--- START SUPPLIED DATA ---

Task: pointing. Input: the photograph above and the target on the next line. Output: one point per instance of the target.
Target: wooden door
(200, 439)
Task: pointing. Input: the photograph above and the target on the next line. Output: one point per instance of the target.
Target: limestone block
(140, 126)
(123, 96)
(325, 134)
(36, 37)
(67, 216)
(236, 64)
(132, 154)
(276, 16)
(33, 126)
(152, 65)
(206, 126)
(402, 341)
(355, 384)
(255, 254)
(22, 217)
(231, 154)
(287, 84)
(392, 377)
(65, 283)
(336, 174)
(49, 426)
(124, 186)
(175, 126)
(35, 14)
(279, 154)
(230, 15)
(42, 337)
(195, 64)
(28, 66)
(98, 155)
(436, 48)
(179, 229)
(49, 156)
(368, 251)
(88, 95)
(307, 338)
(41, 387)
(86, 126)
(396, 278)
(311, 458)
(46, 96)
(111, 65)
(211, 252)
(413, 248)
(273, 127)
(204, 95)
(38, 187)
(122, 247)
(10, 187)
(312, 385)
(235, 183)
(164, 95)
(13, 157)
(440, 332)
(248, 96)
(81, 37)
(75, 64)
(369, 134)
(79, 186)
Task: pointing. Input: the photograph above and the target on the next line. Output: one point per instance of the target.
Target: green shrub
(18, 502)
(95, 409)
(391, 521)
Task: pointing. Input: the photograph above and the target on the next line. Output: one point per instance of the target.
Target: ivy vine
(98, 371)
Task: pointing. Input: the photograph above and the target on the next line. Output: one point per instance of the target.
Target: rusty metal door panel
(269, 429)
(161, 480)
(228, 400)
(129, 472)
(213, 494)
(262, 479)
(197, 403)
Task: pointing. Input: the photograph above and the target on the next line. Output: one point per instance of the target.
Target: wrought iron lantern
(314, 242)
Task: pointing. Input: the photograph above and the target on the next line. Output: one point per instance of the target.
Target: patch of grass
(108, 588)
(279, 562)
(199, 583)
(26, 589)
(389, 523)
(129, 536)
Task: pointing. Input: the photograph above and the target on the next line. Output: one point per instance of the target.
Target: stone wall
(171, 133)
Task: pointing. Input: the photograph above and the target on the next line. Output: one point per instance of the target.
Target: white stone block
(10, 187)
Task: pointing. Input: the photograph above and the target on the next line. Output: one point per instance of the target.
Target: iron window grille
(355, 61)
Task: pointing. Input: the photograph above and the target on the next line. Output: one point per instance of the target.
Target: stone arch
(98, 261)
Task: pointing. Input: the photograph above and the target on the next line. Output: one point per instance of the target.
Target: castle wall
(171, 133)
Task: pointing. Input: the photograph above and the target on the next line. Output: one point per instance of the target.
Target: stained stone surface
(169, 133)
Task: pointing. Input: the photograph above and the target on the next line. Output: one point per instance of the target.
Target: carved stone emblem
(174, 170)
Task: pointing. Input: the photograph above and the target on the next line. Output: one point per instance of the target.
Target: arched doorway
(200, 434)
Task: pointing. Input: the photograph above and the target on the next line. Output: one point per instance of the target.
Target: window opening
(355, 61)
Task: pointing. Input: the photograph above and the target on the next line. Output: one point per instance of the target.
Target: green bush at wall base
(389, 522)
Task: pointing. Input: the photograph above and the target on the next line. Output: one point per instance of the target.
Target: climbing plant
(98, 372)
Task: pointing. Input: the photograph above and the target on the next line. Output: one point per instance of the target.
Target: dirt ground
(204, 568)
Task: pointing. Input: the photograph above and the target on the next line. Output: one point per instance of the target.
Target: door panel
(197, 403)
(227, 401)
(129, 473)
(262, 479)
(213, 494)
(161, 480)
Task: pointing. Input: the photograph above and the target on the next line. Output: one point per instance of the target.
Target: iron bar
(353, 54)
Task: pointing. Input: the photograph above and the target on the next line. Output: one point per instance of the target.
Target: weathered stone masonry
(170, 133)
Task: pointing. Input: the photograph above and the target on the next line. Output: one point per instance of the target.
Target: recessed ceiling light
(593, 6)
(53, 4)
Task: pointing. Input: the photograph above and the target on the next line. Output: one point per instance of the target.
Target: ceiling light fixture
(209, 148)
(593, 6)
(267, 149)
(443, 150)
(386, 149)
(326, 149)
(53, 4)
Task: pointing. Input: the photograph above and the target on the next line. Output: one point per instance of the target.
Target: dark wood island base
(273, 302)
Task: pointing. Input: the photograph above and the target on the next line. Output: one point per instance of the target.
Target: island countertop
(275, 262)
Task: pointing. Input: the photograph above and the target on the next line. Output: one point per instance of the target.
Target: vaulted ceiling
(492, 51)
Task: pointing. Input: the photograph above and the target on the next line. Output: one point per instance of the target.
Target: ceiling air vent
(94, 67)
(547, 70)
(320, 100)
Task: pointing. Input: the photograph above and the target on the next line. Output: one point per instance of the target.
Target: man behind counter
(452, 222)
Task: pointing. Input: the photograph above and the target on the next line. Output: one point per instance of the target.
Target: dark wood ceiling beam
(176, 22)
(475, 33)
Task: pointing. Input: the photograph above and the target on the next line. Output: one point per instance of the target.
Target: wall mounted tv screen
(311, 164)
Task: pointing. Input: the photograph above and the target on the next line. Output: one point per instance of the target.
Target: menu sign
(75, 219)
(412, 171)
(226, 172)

--- END SUPPLIED DATA ---

__TASK DETAILS__. Quote the listing in full, please, keeping every line exact.

__RESPONSE BELOW__.
Task: pointing. Input: the photograph above and the target on the next line. Output: one point per instance of the target.
Target: wooden door
(200, 439)
Task: pointing. Input: the photograph above and the target on the next line. Output: one point per instance of the target.
Target: limestone block
(140, 126)
(123, 96)
(325, 134)
(36, 37)
(67, 216)
(236, 64)
(132, 154)
(276, 16)
(33, 126)
(152, 65)
(206, 126)
(402, 341)
(355, 384)
(255, 254)
(22, 217)
(231, 154)
(287, 84)
(392, 377)
(65, 283)
(336, 174)
(49, 426)
(124, 186)
(175, 126)
(35, 14)
(279, 154)
(230, 15)
(42, 337)
(195, 64)
(28, 66)
(98, 155)
(436, 48)
(179, 229)
(49, 156)
(368, 251)
(88, 95)
(307, 338)
(41, 387)
(86, 126)
(396, 278)
(311, 458)
(46, 96)
(111, 65)
(211, 252)
(413, 248)
(273, 127)
(204, 95)
(38, 187)
(122, 247)
(10, 187)
(312, 385)
(235, 183)
(164, 95)
(13, 157)
(440, 332)
(248, 96)
(81, 37)
(75, 64)
(369, 134)
(79, 186)
Task: pointing. Input: the photograph above and the target on the next line. Output: one point per instance of the target.
Target: green shrub
(18, 502)
(95, 409)
(391, 521)
Task: pointing. Input: the photograph above and the target on the next line. Output: one point per instance of the target.
Target: ivy vine
(98, 371)
Task: pointing. Input: the photograph above and the target on the next line. Output: one point per instance of the target.
Target: rusty metal door panel
(269, 429)
(161, 480)
(228, 400)
(129, 472)
(213, 494)
(262, 479)
(197, 403)
Task: pointing. Input: the photograph above and the target on the next line. Output: one point per instance of the target.
Target: wrought iron lantern
(314, 242)
Task: pointing. Input: the photograph above and the target on the next line. Output: one point per instance of the target.
Target: patch of grass
(108, 588)
(279, 562)
(199, 583)
(26, 589)
(389, 523)
(129, 536)
Task: pointing. Input: the photograph above and the target on the next line. Output: one point per instance of the target.
Target: stone wall
(171, 133)
Task: pointing. Input: the photograph above and the target on the next line. Output: one point per instance of the target.
Target: white stone block
(10, 187)
Task: pointing. Input: the photograph above and the target on the next line. Output: one point per instance of the target.
Target: iron window grille
(355, 61)
Task: pointing. Input: the photograph above and the target on the next line. Output: one point per instance of the target.
Target: stone arch
(98, 261)
Task: pointing. Input: the photograph above and the target on the next line. Output: one point per instance of the target.
Target: castle wall
(171, 133)
Task: pointing. Input: the photograph above and the target on the next line. Output: one point per instance of the target.
Target: stained stone surface
(169, 133)
Task: pointing. Input: the photograph above and the target on the next line. Output: one point per instance of the target.
Target: carved stone emblem
(174, 170)
Task: pointing. Input: the photograph above and the target on the next line. Output: one point per instance of the target.
Target: arched doorway
(200, 434)
Task: pointing. Input: the photograph above and the target on the next line. Output: one point per instance of the target.
Target: window opening
(355, 61)
Task: pointing. Input: the photograph above and the target on the next line. Output: one point per instance of the target.
Target: green bush at wall base
(389, 522)
Task: pointing. Input: the photograph above and the target on the next line. Output: one point per instance of the target.
Target: climbing plant
(98, 372)
Task: pointing. Input: the photograph above and the target on the next line. Output: one point per instance of the target.
Target: dirt ground
(204, 568)
Task: pointing. Input: the photograph above and the target on the next line. Output: one point per instance of the target.
Target: door panel
(197, 403)
(227, 401)
(129, 473)
(262, 479)
(213, 494)
(161, 480)
Task: pointing. Input: the photograph above and the target on the next line. Output: one point per instance of the target.
Target: iron bar
(353, 54)
Task: pointing. Input: the photograph above and the target on the next line. Output: one point per instance of the target.
Target: weathered stone masonry
(170, 133)
Task: pointing. Input: the photograph above and the target on the next line. Output: one point per instance of the target.
Target: recessed ceiling light
(593, 6)
(53, 4)
Task: pointing. Input: the photograph above and the target on the next line. Output: one point per instance of the target.
Target: ceiling light fixture
(209, 148)
(593, 6)
(267, 149)
(443, 150)
(386, 149)
(326, 149)
(53, 4)
Task: pointing. Input: the photograph above and the target on the next line. Output: one point per instance of the target.
Target: dark wood island base
(273, 302)
Task: pointing. Input: the photograph above and the target on the next line. Output: one point per instance of the target.
Target: island countertop
(275, 262)
Task: pointing. Input: the photograph above and the target on the next line. Output: one point per instance of the target.
Target: vaulted ceiling
(492, 51)
Task: pointing. Input: the photograph above and the target on the next line. Output: one point per instance of the target.
Target: ceiling air vent
(94, 67)
(547, 70)
(320, 100)
Task: pointing. Input: the photograph above and the target on the next line. Output: one point per instance of the target.
Target: man behind counter
(452, 222)
Task: pointing. Input: the photograph above and the target on the next line. Output: one point per instance of the target.
Target: dark wood ceiling beam
(176, 22)
(475, 33)
Task: pointing. Input: the photograph above and the target on the next line. Output: one point per instance of the target.
Target: wall mounted tv screen
(311, 164)
Task: pointing. Input: the photograph above and the target on the next line. Output: one point per instance of the target.
Target: menu sign
(75, 219)
(412, 171)
(226, 172)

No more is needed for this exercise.